▶ _DIRECTIONS FOR THIS TASK_: Each line from the one that contains "Expected behaviour: the" to the last line of the records below must be restated word for word.

▶ _DATA EXTRACTS_:
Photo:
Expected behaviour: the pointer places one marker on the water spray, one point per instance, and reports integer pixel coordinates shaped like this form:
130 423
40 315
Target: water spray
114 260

▶ _REPLY TO THE EXERCISE_:
Expected behaviour: the pointer places one marker on the water spray, one point per instance, and reports integer pixel coordinates shaped like this form:
130 423
40 315
Target: water spray
114 260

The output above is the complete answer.